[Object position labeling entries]
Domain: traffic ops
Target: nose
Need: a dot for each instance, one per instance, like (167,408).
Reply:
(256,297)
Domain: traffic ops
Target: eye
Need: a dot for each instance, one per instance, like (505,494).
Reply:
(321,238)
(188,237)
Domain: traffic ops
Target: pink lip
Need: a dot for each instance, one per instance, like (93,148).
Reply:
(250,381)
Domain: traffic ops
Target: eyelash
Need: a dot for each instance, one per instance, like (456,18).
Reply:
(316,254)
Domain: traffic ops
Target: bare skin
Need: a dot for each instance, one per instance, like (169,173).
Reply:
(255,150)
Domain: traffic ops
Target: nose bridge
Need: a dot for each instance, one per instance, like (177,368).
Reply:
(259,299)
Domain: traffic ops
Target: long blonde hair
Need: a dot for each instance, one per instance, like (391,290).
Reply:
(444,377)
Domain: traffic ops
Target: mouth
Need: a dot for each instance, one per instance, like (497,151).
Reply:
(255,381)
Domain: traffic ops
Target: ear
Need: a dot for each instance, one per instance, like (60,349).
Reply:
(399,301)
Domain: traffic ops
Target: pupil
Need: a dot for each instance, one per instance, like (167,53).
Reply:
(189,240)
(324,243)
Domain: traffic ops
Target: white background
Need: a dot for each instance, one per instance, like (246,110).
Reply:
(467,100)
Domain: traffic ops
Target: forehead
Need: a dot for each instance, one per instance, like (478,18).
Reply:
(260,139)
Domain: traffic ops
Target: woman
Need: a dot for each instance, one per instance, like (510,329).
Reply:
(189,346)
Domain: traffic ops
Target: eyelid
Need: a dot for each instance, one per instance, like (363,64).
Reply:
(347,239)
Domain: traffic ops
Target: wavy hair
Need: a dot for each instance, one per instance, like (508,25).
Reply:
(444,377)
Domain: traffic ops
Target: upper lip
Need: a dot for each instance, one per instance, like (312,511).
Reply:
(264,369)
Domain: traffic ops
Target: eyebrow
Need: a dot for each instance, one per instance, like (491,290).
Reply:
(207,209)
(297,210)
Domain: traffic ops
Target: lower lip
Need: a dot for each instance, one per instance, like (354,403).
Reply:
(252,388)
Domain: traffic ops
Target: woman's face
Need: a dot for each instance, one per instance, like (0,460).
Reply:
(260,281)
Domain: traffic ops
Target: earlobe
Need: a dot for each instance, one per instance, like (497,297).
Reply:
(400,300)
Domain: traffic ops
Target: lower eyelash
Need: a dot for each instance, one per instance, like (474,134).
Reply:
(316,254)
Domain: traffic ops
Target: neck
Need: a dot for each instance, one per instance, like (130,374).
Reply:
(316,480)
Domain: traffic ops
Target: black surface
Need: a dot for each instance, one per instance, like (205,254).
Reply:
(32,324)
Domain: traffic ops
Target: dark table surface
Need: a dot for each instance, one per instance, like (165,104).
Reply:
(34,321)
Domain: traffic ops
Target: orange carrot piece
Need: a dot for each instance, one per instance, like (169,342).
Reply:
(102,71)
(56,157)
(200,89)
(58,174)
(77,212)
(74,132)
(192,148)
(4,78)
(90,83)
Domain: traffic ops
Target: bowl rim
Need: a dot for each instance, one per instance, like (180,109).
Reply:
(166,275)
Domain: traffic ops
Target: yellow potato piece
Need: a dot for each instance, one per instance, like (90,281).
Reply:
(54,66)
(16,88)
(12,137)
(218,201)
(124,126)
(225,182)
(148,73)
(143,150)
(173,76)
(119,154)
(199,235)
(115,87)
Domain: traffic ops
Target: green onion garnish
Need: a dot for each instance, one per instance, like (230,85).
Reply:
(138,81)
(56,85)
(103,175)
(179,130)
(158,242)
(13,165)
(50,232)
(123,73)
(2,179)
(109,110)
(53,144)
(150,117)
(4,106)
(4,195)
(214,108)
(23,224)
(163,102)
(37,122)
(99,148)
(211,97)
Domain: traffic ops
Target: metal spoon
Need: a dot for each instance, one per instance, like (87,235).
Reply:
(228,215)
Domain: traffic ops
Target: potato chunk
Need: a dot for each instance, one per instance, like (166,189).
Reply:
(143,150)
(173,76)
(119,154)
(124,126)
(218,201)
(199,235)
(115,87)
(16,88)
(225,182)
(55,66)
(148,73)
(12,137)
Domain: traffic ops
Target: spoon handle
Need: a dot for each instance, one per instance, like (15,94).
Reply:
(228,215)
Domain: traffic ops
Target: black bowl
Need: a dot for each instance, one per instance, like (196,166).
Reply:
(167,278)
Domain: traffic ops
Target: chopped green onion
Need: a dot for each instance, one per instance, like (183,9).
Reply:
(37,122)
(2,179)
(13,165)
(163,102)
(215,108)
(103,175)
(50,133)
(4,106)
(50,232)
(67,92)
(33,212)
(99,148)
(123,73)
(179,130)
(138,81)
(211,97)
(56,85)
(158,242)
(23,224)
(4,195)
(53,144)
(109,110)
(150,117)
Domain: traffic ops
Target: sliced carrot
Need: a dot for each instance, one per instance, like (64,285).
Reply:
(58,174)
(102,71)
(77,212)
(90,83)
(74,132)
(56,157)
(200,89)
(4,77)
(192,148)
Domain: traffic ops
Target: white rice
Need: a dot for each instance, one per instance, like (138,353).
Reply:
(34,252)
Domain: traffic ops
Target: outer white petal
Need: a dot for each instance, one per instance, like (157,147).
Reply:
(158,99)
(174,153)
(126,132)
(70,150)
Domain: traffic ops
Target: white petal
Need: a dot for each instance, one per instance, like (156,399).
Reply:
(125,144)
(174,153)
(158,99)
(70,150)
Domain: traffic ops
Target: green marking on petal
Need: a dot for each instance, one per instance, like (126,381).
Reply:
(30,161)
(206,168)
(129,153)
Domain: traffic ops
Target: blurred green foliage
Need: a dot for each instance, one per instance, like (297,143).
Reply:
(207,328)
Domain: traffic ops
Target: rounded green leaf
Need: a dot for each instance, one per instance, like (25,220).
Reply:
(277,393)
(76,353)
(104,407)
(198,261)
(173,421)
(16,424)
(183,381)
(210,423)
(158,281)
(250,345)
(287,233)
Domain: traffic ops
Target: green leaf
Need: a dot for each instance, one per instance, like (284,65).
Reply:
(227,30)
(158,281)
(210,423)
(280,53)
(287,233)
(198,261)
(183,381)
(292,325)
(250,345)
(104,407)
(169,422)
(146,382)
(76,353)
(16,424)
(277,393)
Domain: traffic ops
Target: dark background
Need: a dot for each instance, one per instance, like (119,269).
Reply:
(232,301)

Task details -> Write out every entry exactly as given.

Answer to the problem ->
Domain: traffic ops
Target: nose
Need: a dot for each instance, one per instance, like (167,408).
Reply:
(256,297)
Domain: traffic ops
Target: eye
Need: a dot for each instance, one per instance, like (505,494).
Reply:
(321,238)
(188,237)
Domain: traffic ops
Target: pink lip
Need: a dot for each instance, one per instance, like (93,148).
Reply:
(250,381)
Domain: traffic ops
Target: eyelash
Need: a dot for each instance, one per instance, like (456,18).
Reply:
(316,254)
Domain: traffic ops
Target: bare skin
Need: a dot for each instance, one per instance, like (169,173).
Reply:
(255,150)
Domain: traffic ops
Target: nose bridge
Need: a dot for each instance, one per instance, like (177,368).
Reply:
(259,299)
Domain: traffic ops
Target: long blonde hair
Need: a dot for each instance, one per instance, like (391,290).
Reply:
(444,377)
Domain: traffic ops
Target: mouth
Need: a dot for each instance, one per instance, like (497,151).
Reply:
(255,381)
Domain: traffic ops
Target: ear
Need: a dot for each instance, one per instance, like (60,349).
Reply:
(399,301)
Domain: traffic ops
Target: pupil
Need: a dot for each instance, one per instance, like (167,53).
Reply:
(189,240)
(324,243)
Domain: traffic ops
Target: white background
Need: a dot for each instance, one per instance, like (246,110).
Reply:
(467,100)
Domain: traffic ops
Target: forehead
Need: a dot for each instance, one per instance, like (478,18).
Reply:
(260,139)
Domain: traffic ops
Target: woman
Need: a dot for each instance, one per instance, like (510,329).
Reply:
(189,346)
Domain: traffic ops
Target: eyelid
Need: a dot for each instance, one per instance, like (363,64).
Reply:
(347,239)
Domain: traffic ops
Target: wavy hair
Need: a dot for each instance, one per instance, like (508,25).
Reply:
(444,377)
Domain: traffic ops
Target: upper lip
Need: a dot for each instance, one per instance, like (312,511).
Reply:
(264,369)
Domain: traffic ops
Target: eyebrow
Need: a dot for each instance, one per instance, like (491,290).
Reply:
(207,209)
(297,210)
Domain: traffic ops
Target: lower lip
Need: a dot for each instance, one per instance, like (354,403).
Reply:
(252,388)
Domain: traffic ops
Target: woman's face
Need: a dot for each instance, one per instance, like (0,460).
Reply:
(260,281)
Domain: traffic ops
Target: earlobe
Need: a dot for each instance, one per instance, like (497,297).
Reply:
(400,300)
Domain: traffic ops
Target: lower eyelash
Need: a dot for each instance, one per instance, like (474,134).
Reply:
(316,254)
Domain: traffic ops
Target: neck
Need: a dot for each instance, one per instance, like (130,374).
Reply:
(316,480)
Domain: traffic ops
Target: black surface
Need: a dot for each instance, one per instance, like (205,254).
Reply:
(32,324)
Domain: traffic ops
Target: dark table surface
Need: a dot for each instance, one per instance, like (165,104).
Reply:
(34,321)
Domain: traffic ops
Target: orange carrot piece
Need: a dot for each instance, one per instance, like (169,342).
Reply:
(102,71)
(56,157)
(200,89)
(58,174)
(77,212)
(74,132)
(192,148)
(4,78)
(90,83)
Domain: traffic ops
Target: bowl rim
Need: a dot for each instance, one per instance, like (180,109).
Reply:
(166,275)
Domain: traffic ops
Target: yellow potato piece
Need: a dot for each instance, one per instance, like (90,281).
Reply:
(54,66)
(16,88)
(12,137)
(218,201)
(124,126)
(225,182)
(148,73)
(143,150)
(173,76)
(119,154)
(199,235)
(115,87)
Domain: traffic ops
Target: green onion garnish
Need: a dot for each instance, one per instance, like (230,85).
Reply:
(138,81)
(56,85)
(103,175)
(179,130)
(158,242)
(13,165)
(50,232)
(123,73)
(2,179)
(109,110)
(53,144)
(150,117)
(4,106)
(4,195)
(214,108)
(23,224)
(163,102)
(37,122)
(99,148)
(211,97)
Domain: traffic ops
Target: metal spoon
Need: a dot for each instance, one per instance, like (87,235).
Reply:
(228,215)
Domain: traffic ops
Target: potato chunk
Need: a dot for each instance, one per instance, like (166,189).
Reply:
(143,150)
(173,76)
(119,154)
(124,126)
(218,201)
(199,235)
(115,87)
(16,88)
(225,182)
(55,66)
(148,73)
(12,137)
Domain: traffic ops
Target: spoon handle
Need: a dot for each instance, one per instance, like (15,94).
Reply:
(228,215)
Domain: traffic ops
Target: black bowl
Need: a dot for each instance, one per instance, like (196,166).
Reply:
(167,278)
Domain: traffic ops
Target: chopped green onion
Need: a dot for each instance, one per instance, like (183,9).
Reply:
(37,122)
(2,179)
(13,165)
(163,102)
(215,108)
(103,175)
(50,133)
(4,106)
(50,232)
(67,92)
(33,212)
(99,148)
(123,73)
(179,130)
(138,81)
(211,97)
(56,85)
(158,242)
(23,224)
(4,195)
(53,144)
(109,110)
(150,117)
Domain: traffic ops
Target: sliced carrot
Need: a dot for each instance, one per instance, like (64,285).
Reply:
(58,174)
(102,71)
(77,212)
(90,83)
(74,132)
(56,157)
(200,89)
(4,77)
(192,148)
Domain: traffic ops
Target: white rice
Need: a dot for each instance, one per instance, like (138,353).
Reply:
(34,252)
Domain: traffic ops
Target: outer white petal
Need: a dot for each instance, one per instance, like (157,147).
Reply:
(158,99)
(174,153)
(126,132)
(70,150)
Domain: traffic ops
Target: white petal
Need: a dot for each instance, one per instance, like (156,399).
Reply:
(125,144)
(174,153)
(158,99)
(70,150)
Domain: traffic ops
Target: green marking on petal
Need: a dot for each instance, one per instance, like (126,381).
Reply:
(30,161)
(206,168)
(129,153)
Domain: traffic ops
Target: blurred green foliage
Need: a dot for each instance, one per instance, like (297,143).
Reply:
(207,328)
Domain: traffic ops
Target: rounded green leaf
Need: a dot for each instance, one per instance, like (25,220).
Reply:
(277,393)
(76,353)
(104,407)
(198,261)
(173,421)
(16,424)
(183,381)
(210,423)
(158,281)
(250,345)
(287,233)
Domain: traffic ops
Target: green leaf
Need: a dot for each instance, one per instance, like (284,65).
Reply:
(227,30)
(158,281)
(210,423)
(280,53)
(287,233)
(198,261)
(183,381)
(292,325)
(250,345)
(104,407)
(169,422)
(146,382)
(76,353)
(16,424)
(277,393)
Domain: traffic ops
Target: dark background
Need: a dot for each instance, one per instance, like (119,269).
Reply:
(232,301)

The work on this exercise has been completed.